- **Part of a data file**:
********
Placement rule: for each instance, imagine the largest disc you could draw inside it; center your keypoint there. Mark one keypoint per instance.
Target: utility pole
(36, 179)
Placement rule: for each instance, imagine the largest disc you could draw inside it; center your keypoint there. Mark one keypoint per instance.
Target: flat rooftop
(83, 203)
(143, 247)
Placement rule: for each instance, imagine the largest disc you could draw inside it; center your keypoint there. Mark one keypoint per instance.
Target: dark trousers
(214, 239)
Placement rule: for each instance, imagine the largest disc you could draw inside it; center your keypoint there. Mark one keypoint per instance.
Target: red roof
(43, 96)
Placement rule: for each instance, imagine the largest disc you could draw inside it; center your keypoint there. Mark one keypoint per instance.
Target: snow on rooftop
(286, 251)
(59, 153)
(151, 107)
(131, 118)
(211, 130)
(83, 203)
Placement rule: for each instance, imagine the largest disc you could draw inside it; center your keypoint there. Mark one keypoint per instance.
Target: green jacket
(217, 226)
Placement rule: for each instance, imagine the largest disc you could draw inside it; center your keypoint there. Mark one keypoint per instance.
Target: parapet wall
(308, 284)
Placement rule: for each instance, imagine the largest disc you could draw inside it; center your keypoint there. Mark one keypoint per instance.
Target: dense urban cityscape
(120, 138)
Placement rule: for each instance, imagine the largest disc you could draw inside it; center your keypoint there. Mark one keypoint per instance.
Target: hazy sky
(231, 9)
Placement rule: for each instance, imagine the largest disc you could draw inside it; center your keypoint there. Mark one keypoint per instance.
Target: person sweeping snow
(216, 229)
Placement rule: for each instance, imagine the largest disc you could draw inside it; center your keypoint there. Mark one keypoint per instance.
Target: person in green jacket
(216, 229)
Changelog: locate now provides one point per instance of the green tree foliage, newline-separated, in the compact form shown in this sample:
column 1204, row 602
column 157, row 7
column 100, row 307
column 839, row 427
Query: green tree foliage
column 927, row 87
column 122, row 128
********
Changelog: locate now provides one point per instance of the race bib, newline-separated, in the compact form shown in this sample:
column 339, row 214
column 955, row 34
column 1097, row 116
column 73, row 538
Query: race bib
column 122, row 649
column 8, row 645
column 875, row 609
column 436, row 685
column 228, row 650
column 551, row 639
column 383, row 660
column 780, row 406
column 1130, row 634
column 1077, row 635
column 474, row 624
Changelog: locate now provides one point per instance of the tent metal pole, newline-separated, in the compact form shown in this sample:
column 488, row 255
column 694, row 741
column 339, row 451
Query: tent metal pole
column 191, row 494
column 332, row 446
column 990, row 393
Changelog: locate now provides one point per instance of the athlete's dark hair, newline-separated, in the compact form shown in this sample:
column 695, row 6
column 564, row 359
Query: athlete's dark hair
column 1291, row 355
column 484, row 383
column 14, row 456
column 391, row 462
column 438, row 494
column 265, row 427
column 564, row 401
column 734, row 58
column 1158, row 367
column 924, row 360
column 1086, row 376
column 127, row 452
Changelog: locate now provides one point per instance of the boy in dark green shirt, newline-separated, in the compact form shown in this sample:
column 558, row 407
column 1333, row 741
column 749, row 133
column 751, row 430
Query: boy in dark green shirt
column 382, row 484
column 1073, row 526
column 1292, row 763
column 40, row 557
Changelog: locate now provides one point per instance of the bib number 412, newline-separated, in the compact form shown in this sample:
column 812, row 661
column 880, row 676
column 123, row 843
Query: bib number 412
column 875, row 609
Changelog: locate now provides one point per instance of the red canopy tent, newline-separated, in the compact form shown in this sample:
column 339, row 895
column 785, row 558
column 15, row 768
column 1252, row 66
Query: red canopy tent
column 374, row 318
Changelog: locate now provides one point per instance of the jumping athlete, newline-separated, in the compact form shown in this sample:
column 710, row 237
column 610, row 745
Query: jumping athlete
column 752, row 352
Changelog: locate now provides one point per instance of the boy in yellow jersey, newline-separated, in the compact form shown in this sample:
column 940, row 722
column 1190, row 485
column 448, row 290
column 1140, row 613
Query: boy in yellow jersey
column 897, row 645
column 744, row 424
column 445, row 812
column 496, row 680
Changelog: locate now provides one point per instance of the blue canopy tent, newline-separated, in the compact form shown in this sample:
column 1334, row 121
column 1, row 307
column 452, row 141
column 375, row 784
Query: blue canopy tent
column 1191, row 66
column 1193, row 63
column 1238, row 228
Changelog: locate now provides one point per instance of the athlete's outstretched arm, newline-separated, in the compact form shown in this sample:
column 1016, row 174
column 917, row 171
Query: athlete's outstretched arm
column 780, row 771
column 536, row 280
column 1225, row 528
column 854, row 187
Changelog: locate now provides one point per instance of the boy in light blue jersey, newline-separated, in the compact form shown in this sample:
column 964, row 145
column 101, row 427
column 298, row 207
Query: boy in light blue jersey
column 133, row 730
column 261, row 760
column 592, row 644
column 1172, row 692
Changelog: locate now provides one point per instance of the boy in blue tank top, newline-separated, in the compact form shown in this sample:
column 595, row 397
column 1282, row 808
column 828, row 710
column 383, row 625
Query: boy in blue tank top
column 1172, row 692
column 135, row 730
********
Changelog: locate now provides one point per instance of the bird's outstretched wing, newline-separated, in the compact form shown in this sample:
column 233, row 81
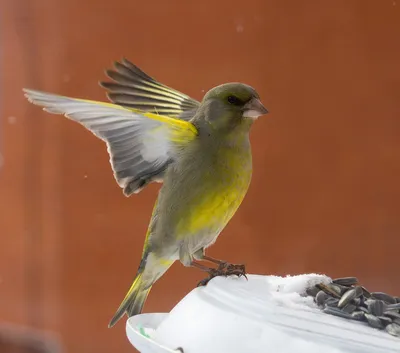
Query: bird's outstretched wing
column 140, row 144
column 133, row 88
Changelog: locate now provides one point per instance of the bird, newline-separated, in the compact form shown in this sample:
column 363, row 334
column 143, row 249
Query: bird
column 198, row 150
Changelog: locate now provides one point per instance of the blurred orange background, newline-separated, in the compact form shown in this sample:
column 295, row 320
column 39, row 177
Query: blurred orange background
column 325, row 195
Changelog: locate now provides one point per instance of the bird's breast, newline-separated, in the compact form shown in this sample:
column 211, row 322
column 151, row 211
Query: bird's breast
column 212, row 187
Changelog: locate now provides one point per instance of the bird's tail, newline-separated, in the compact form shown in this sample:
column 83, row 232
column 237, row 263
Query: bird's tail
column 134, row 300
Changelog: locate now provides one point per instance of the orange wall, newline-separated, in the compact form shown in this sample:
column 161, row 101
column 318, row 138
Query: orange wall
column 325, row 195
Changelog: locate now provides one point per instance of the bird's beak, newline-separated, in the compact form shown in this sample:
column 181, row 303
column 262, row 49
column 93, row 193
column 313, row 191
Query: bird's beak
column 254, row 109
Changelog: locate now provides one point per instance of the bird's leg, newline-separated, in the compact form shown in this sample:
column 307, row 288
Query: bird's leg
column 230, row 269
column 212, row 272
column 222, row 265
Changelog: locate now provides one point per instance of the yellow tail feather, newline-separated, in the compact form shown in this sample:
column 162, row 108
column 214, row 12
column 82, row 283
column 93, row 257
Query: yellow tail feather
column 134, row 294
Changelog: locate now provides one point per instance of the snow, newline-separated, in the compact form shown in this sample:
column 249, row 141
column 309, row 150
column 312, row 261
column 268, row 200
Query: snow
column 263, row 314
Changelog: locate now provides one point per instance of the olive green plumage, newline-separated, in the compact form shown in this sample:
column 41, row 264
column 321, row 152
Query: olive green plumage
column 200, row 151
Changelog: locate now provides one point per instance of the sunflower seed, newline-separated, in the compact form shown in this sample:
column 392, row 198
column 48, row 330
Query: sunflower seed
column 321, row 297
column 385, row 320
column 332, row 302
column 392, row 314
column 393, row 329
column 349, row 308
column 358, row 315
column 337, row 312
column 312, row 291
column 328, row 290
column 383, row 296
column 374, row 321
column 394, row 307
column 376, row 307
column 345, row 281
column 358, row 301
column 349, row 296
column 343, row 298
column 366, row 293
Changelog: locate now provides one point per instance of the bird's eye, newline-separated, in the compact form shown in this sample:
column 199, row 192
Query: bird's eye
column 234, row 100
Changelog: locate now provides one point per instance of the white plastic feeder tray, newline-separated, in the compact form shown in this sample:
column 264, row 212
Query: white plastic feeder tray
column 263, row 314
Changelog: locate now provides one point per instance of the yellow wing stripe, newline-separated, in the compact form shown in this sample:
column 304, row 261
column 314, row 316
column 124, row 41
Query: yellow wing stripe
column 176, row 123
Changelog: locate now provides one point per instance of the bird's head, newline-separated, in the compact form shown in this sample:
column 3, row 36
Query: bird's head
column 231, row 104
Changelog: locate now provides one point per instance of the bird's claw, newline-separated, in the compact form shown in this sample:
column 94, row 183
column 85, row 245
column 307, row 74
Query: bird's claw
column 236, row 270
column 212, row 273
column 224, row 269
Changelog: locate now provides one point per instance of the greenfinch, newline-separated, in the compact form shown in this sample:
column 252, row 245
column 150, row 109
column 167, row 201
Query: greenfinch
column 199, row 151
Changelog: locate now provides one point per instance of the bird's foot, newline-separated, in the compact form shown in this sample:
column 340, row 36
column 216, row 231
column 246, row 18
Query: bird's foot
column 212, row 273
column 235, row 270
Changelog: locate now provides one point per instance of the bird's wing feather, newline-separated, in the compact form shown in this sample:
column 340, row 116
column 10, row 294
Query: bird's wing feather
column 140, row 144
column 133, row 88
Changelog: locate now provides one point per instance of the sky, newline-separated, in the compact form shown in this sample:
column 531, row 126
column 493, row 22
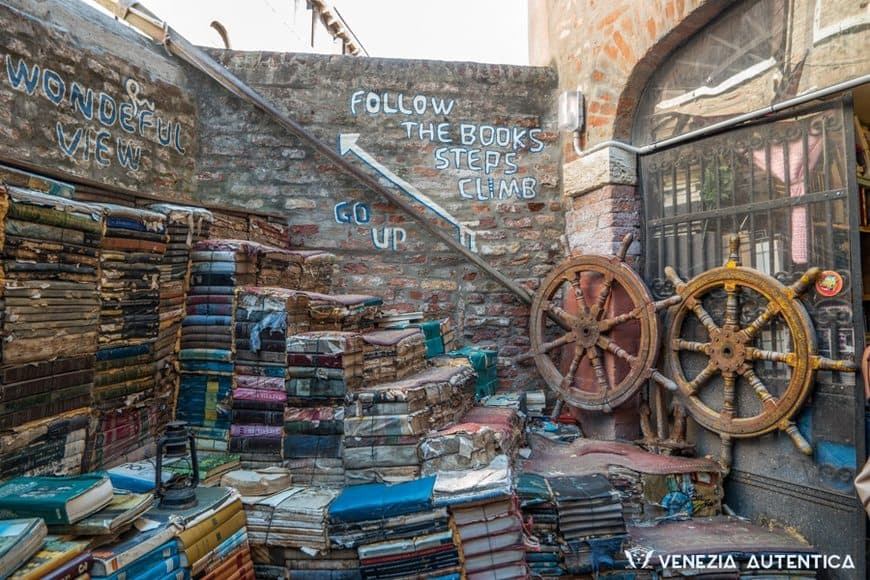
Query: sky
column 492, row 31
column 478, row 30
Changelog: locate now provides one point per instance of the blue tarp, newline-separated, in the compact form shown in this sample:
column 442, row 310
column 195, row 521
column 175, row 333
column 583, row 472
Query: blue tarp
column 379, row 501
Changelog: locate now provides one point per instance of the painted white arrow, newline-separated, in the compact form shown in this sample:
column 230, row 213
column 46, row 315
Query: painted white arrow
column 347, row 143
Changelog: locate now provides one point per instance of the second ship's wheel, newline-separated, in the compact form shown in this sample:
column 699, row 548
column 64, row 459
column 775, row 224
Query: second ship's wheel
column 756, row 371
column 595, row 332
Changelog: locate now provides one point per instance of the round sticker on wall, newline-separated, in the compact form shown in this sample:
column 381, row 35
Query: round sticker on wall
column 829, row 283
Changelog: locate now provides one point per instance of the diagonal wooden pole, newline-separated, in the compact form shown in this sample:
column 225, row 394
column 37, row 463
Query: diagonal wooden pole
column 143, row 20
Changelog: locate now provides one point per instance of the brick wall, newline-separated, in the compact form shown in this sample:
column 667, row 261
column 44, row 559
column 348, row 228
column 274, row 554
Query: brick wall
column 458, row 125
********
- **What is asked**: Rewrite the data lines from the one containing "tarp, newline-separated, in" through the one containing "column 347, row 143", inclusive, as a JSON list of strings with one string per line. Leave out any blank lines.

- **Answer below**:
[
  "Changelog: locate now provides one point per instance of the blue tarp, newline-separated, in the compact form shown in this sample:",
  "column 442, row 310",
  "column 195, row 521",
  "column 175, row 333",
  "column 583, row 472",
  "Query: blue tarp",
  "column 379, row 501",
  "Changelog: locate now provides one point per instance of the painted white arrow, newline-separated, in the compact form shown in this sample:",
  "column 230, row 213",
  "column 46, row 315",
  "Query: painted white arrow",
  "column 347, row 143"
]